***** Text passage *****

Now $\ell^2$ is the inner product space of all sequences $x\colon=(\xi_n)$ of complex numbers such that $$\sum_{n=1}^\infty \vert \xi_n \vert < +\infty,$$ with the inner product defined by $$ \langle x, y \rangle \colon= \sum_{n=1}^\infty \xi_n \overline{\eta_n} \ \ \ \mbox{ for all } \ x \colon= (\xi_n), \ y \colon= (\eta_n) \in \ell^2. $$ So the norm on $\ell^2$ is given by $$\Vert x \Vert \colon= \sqrt{ \langle x, x \rangle} = \sqrt{ \sum_{n=1}^\infty \vert \xi_n \vert^2 }. $$

Now can we give an example of an orthonormal sequence $(e_n)$ in $\ell^2$ and an element $x \in \ell^2$ such that $$\sum_{n=1}^\infty \vert \langle x, e_n \rangle \vert^2 \ < \ \Vert x \Vert^2? $$

I've been trying different $x$ with the following orthonormal sequence: $$e_n \colon= (\delta_{nj}) \ \ \ \mbox{ for each } \ n= 1, 2, 3, \ldots, $$ where $$ \delta_{nj} \colon= \begin{cases} 1 \ & \mbox{ if } \ j =n ; \\ 0 \ & \mbox{ if } \ j \neq n. \end{cases} $$ But I've had little success so far.

***** Given records *****

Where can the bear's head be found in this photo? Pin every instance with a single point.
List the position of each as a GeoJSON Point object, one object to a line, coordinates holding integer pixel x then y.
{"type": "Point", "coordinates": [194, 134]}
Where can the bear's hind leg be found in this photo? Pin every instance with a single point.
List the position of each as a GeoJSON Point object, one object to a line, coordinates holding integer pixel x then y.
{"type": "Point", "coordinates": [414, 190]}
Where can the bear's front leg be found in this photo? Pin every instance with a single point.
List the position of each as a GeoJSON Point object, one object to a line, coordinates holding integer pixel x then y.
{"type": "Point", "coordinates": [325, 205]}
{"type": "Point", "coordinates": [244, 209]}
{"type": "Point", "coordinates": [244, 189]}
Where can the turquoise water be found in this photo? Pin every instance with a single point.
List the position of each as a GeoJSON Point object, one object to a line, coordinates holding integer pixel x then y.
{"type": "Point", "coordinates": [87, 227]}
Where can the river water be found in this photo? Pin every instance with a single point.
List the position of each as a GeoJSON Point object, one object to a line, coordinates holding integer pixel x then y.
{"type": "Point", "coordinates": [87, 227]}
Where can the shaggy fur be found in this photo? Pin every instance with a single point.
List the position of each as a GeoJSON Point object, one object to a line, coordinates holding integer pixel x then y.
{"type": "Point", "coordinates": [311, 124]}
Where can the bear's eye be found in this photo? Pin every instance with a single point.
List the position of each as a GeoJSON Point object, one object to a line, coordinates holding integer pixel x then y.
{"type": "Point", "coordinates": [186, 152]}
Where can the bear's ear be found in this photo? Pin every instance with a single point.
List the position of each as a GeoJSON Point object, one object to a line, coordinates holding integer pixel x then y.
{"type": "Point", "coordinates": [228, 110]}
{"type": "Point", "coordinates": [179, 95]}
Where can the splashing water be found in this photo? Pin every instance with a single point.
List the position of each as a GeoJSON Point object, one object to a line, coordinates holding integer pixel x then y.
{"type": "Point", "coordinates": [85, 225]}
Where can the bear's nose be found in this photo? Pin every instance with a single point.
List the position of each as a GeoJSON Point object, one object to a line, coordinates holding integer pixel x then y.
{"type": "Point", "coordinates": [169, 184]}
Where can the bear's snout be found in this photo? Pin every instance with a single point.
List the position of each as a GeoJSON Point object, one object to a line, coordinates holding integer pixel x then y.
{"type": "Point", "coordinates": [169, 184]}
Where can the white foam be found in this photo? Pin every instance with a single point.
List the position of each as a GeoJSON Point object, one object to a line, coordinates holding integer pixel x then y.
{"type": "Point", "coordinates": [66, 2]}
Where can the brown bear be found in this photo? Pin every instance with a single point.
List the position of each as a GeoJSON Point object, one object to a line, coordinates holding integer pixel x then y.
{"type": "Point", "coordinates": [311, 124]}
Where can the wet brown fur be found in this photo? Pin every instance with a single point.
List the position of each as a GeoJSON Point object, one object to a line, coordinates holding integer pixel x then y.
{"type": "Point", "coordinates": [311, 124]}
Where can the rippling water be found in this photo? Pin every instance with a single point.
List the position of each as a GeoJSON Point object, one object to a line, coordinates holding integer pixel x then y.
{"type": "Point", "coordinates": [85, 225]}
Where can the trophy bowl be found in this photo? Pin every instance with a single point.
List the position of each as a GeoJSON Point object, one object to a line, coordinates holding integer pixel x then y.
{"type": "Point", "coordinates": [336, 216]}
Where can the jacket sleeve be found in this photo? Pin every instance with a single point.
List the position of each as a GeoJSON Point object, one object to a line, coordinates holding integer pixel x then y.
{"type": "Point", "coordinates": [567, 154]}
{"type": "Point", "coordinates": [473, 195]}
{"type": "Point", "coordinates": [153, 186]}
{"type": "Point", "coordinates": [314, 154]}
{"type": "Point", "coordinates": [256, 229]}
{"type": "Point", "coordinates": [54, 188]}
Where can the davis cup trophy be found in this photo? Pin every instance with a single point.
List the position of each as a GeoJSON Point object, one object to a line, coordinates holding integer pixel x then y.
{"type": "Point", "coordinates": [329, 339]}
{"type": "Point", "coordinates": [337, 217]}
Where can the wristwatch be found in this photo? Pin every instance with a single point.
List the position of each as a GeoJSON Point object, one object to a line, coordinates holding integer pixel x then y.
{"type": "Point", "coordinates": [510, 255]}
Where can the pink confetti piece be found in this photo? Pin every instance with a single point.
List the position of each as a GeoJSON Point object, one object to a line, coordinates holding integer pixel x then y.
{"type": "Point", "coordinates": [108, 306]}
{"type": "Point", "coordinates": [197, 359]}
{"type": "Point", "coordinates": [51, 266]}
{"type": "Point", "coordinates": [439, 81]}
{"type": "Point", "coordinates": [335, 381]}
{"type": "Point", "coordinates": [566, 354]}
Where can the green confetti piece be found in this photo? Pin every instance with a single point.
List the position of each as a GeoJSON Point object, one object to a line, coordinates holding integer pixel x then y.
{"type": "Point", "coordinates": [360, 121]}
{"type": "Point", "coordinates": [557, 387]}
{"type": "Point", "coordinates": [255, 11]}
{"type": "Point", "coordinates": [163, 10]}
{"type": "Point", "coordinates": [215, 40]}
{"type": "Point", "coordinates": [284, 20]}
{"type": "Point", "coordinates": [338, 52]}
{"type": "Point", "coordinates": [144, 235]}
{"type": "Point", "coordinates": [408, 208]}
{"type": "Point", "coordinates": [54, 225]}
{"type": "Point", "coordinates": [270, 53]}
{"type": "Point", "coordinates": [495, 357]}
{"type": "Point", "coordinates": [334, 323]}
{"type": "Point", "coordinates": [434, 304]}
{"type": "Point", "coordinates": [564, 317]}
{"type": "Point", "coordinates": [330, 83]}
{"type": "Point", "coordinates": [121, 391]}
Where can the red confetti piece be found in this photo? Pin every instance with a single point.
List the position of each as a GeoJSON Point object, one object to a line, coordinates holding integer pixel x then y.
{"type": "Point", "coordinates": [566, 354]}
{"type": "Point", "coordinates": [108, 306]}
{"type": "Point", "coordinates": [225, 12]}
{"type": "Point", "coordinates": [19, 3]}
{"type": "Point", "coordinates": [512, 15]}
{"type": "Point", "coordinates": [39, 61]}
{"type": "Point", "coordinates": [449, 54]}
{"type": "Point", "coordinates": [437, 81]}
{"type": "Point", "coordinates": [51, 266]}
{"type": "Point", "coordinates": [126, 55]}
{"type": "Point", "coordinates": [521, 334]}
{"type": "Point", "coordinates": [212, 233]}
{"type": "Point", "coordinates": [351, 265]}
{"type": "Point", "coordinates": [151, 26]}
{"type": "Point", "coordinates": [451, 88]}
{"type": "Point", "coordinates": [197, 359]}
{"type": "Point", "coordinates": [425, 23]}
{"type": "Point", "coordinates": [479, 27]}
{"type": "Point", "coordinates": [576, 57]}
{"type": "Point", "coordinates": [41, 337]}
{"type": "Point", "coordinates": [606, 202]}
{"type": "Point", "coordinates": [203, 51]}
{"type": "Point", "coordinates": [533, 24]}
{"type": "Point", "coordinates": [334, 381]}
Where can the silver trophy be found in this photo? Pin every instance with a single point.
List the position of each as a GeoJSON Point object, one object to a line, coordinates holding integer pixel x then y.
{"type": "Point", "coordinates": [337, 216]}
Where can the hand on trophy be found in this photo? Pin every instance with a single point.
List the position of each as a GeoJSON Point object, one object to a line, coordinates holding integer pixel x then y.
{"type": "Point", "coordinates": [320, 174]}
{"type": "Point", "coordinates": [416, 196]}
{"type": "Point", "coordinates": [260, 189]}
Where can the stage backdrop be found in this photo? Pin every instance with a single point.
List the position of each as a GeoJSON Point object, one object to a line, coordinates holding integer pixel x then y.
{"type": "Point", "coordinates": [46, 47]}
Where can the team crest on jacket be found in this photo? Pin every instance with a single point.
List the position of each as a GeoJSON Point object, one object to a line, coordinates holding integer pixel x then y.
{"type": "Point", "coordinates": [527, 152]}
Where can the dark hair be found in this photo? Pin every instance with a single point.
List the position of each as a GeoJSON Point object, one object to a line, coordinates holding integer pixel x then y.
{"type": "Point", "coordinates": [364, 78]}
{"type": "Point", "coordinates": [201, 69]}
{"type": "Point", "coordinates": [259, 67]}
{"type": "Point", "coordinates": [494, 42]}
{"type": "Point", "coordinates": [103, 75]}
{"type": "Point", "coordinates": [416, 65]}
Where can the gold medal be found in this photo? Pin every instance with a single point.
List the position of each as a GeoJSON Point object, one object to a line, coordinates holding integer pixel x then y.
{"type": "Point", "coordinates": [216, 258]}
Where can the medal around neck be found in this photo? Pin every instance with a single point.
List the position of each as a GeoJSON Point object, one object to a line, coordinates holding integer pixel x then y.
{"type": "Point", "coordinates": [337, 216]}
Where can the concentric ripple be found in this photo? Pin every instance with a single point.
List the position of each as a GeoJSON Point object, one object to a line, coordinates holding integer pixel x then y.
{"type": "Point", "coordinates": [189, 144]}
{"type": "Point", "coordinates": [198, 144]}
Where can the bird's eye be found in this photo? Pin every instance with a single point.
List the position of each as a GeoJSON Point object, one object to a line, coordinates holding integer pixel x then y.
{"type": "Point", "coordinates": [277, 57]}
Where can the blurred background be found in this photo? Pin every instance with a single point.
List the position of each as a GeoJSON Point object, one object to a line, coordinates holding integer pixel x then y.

*****

■ What to do
(1) Repeat the forum post on orthonormal sequences in ℓ² from "Now can we give" up to and including "success so far.".
(2) Using the forum post on orthonormal sequences in ℓ², mark each statement yes or no and quote the words that settle it: (a) The sequences in ℓ² are made up of complex numbers. (b) The writer has been testing only one fixed x. (c) The writer has already found an x that satisfies the strict inequality.

■ The answers
(1)
Now can we give an example of an orthonormal sequence $(e_n)$ in $\ell^2$ and an element $x \in \ell^2$ such that $$\sum_{n=1}^\infty \vert \langle x, e_n \rangle \vert^2 \ < \ \Vert x \Vert^2? $$

I've been trying different $x$ with the following orthonormal sequence: $$e_n \colon= (\delta_{nj}) \ \ \ \mbox{ for each } \ n= 1, 2, 3, \ldots, $$ where $$ \delta_{nj} \colon= \begin{cases} 1 \ & \mbox{ if } \ j =n ; \\ 0 \ & \mbox{ if } \ j \neq n. \end{cases} $$ But I've had little success so far.

(2)
(a) Yes: "all sequences $x\colon=(\xi_n)$ of complex numbers"
(b) No: "I've been trying different $x$ with the following orthonormal sequence"
(c) No: "But I've had little success so far."